Given task
Copy out all the records below with every "even-odd" swapped for "nonzero" and nothing else changed. Leave the pictures out of your answer.

## Start Data entries

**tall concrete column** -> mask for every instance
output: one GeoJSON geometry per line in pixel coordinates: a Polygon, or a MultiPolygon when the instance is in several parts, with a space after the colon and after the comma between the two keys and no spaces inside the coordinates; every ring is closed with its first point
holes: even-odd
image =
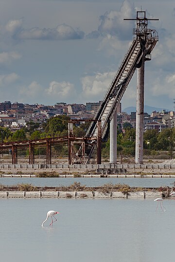
{"type": "Polygon", "coordinates": [[[143,163],[144,61],[137,69],[136,130],[136,158],[137,164],[143,163]]]}
{"type": "Polygon", "coordinates": [[[115,112],[110,122],[110,163],[117,163],[117,115],[115,112]]]}

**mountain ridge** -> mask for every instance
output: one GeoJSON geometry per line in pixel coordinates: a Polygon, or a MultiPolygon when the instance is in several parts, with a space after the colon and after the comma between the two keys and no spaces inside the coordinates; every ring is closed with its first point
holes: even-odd
{"type": "MultiPolygon", "coordinates": [[[[153,111],[156,111],[157,112],[161,112],[162,110],[165,110],[166,111],[172,111],[170,109],[167,109],[163,108],[158,108],[153,106],[147,106],[145,105],[144,107],[144,112],[147,113],[149,114],[151,114],[153,111]]],[[[127,114],[130,114],[131,112],[136,112],[136,107],[135,106],[129,106],[126,107],[124,109],[122,110],[122,112],[126,112],[127,114]]]]}

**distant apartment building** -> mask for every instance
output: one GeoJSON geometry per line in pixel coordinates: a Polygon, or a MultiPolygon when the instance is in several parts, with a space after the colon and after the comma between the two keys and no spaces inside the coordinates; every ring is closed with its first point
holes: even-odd
{"type": "Polygon", "coordinates": [[[0,111],[8,111],[11,109],[12,104],[10,101],[5,101],[0,103],[0,111]]]}
{"type": "Polygon", "coordinates": [[[145,125],[145,131],[155,129],[156,130],[158,130],[158,132],[161,132],[163,129],[167,128],[167,126],[166,125],[156,121],[153,121],[151,123],[145,125]]]}
{"type": "Polygon", "coordinates": [[[87,111],[94,111],[97,112],[101,105],[102,101],[93,103],[88,102],[86,104],[86,109],[87,111]]]}

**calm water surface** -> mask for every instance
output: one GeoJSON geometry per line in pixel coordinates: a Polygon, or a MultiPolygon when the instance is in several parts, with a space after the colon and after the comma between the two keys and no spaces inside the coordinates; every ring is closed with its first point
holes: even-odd
{"type": "Polygon", "coordinates": [[[175,201],[0,199],[1,261],[174,262],[175,201]],[[48,211],[60,212],[49,227],[48,211]]]}
{"type": "Polygon", "coordinates": [[[127,184],[131,187],[159,187],[171,186],[175,178],[2,178],[0,184],[12,185],[18,183],[32,183],[37,186],[59,186],[70,185],[74,182],[80,182],[87,186],[98,186],[111,182],[113,184],[127,184]]]}

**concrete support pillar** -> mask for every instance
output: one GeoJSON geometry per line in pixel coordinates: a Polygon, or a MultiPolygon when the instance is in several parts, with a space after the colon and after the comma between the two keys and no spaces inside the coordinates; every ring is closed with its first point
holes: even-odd
{"type": "Polygon", "coordinates": [[[117,115],[115,112],[110,122],[110,163],[117,163],[117,115]]]}
{"type": "Polygon", "coordinates": [[[51,144],[48,140],[46,142],[46,164],[51,164],[51,144]]]}
{"type": "Polygon", "coordinates": [[[35,147],[29,143],[29,164],[35,164],[35,147]]]}
{"type": "Polygon", "coordinates": [[[18,149],[14,145],[12,147],[12,164],[18,164],[18,149]]]}
{"type": "Polygon", "coordinates": [[[136,164],[143,163],[144,61],[137,69],[136,156],[136,164]]]}
{"type": "Polygon", "coordinates": [[[73,123],[68,123],[68,136],[71,137],[73,136],[73,123]]]}
{"type": "Polygon", "coordinates": [[[98,137],[97,137],[97,164],[102,163],[102,123],[101,121],[97,122],[98,137]]]}

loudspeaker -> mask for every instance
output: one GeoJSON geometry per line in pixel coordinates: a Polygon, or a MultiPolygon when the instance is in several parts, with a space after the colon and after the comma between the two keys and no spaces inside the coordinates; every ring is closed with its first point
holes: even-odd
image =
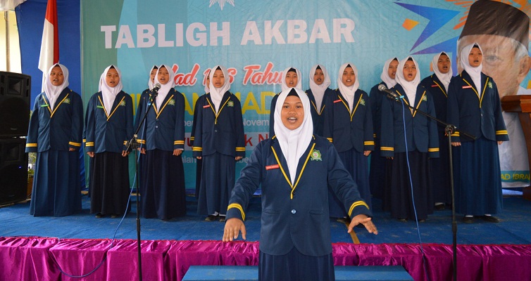
{"type": "Polygon", "coordinates": [[[31,77],[0,72],[0,138],[27,135],[31,77]]]}
{"type": "Polygon", "coordinates": [[[27,154],[26,139],[0,139],[0,204],[26,199],[27,154]]]}

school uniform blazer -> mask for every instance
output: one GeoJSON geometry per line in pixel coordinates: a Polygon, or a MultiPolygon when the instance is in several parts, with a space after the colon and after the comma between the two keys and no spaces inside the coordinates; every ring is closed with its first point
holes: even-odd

## End Data entries

Exercise result
**tall concrete column** -> mask for every instance
output: one GeoJSON geometry per line in pixel coordinates: a Polygon, or a MultiPolygon when the instance is in several parts, with a space after the colon and after the comma between the two keys and no spaces inside the coordinates; every ring is closed with its first point
holes: nonzero
image =
{"type": "Polygon", "coordinates": [[[143,163],[144,61],[137,69],[136,130],[136,158],[137,164],[143,163]]]}
{"type": "Polygon", "coordinates": [[[115,112],[110,122],[110,163],[117,163],[117,115],[115,112]]]}

**mountain ridge** -> mask for every instance
output: one GeoJSON geometry per line in pixel coordinates: a Polygon, or a MultiPolygon when the instance is in several parts, with a space after the colon and after the comma between the two keys and no spaces inside the coordinates; every ring is closed with its first point
holes: nonzero
{"type": "MultiPolygon", "coordinates": [[[[153,111],[156,111],[157,112],[161,112],[162,110],[165,110],[166,111],[172,111],[170,109],[167,109],[163,108],[158,108],[153,106],[147,106],[145,105],[144,107],[144,112],[147,113],[149,114],[151,114],[153,111]]],[[[127,114],[130,114],[131,112],[136,112],[136,107],[135,106],[129,106],[126,107],[124,109],[122,110],[122,112],[126,112],[127,114]]]]}

**distant apartment building** -> mask for every instance
output: one GeoJSON geometry per line in pixel coordinates: a Polygon, or a MultiPolygon when the instance is in several parts, with a space after the colon and after the comma between the two keys and no spaces inside the coordinates; every ring is closed with its first point
holes: nonzero
{"type": "Polygon", "coordinates": [[[0,111],[8,111],[11,109],[12,104],[10,101],[5,101],[0,103],[0,111]]]}
{"type": "Polygon", "coordinates": [[[145,125],[145,131],[155,129],[156,130],[158,130],[158,132],[161,132],[163,129],[167,128],[167,126],[166,125],[156,121],[153,121],[151,123],[145,125]]]}
{"type": "Polygon", "coordinates": [[[87,111],[94,111],[97,112],[101,105],[102,101],[93,103],[88,102],[86,104],[86,109],[87,111]]]}

**calm water surface** -> mask for every instance
output: one GeoJSON geometry per line in pixel coordinates: a Polygon, or a MultiPolygon when the instance is in several parts, with a space after the colon and after the comma between the two keys and no spaces inside the coordinates; every ring is closed with its first point
holes: nonzero
{"type": "Polygon", "coordinates": [[[175,201],[0,199],[1,261],[174,262],[175,201]],[[48,211],[60,212],[49,227],[48,211]]]}
{"type": "Polygon", "coordinates": [[[127,184],[131,187],[159,187],[171,186],[175,178],[2,178],[0,184],[12,185],[18,183],[32,183],[37,186],[59,186],[70,185],[74,182],[80,182],[87,186],[98,186],[111,182],[113,184],[127,184]]]}

**concrete support pillar** -> mask for every instance
output: one GeoJSON geometry per line in pixel coordinates: a Polygon, or a MultiPolygon when the instance is in several parts, with a space after the colon and after the comma between the two keys and no spaces inside the coordinates; every ring is closed with its first point
holes: nonzero
{"type": "Polygon", "coordinates": [[[117,115],[115,112],[110,122],[110,163],[117,163],[117,115]]]}
{"type": "Polygon", "coordinates": [[[51,144],[48,140],[46,142],[46,164],[51,164],[51,144]]]}
{"type": "Polygon", "coordinates": [[[35,147],[29,143],[29,164],[35,164],[35,147]]]}
{"type": "Polygon", "coordinates": [[[18,149],[14,145],[12,147],[12,164],[18,164],[18,149]]]}
{"type": "Polygon", "coordinates": [[[136,164],[143,163],[144,61],[137,69],[136,156],[136,164]]]}
{"type": "Polygon", "coordinates": [[[73,123],[68,123],[68,136],[71,137],[73,136],[73,123]]]}
{"type": "Polygon", "coordinates": [[[98,137],[97,137],[97,164],[102,163],[102,123],[101,121],[97,122],[98,137]]]}

loudspeaker -> mask for every instance
output: one GeoJSON geometry per line in pixel coordinates: a Polygon, or a MultiPolygon when the instance is in several parts, with a space after the colon and after the comma between the two keys and no spaces inside the coordinates; every ring is closed with its first point
holes: nonzero
image =
{"type": "Polygon", "coordinates": [[[31,77],[0,72],[0,138],[27,135],[31,77]]]}
{"type": "Polygon", "coordinates": [[[27,154],[26,139],[0,139],[0,204],[26,199],[27,154]]]}

school uniform blazer -> mask for every instance
output: one GeoJSON geometry per line in pixel coordinates: a Polygon, or a MultiPolygon when the instance is in several parts, with a space after the colon and after the comma between the two keys and no spaces inside the coordinates; every ring is closed with its first point
holes: nonzero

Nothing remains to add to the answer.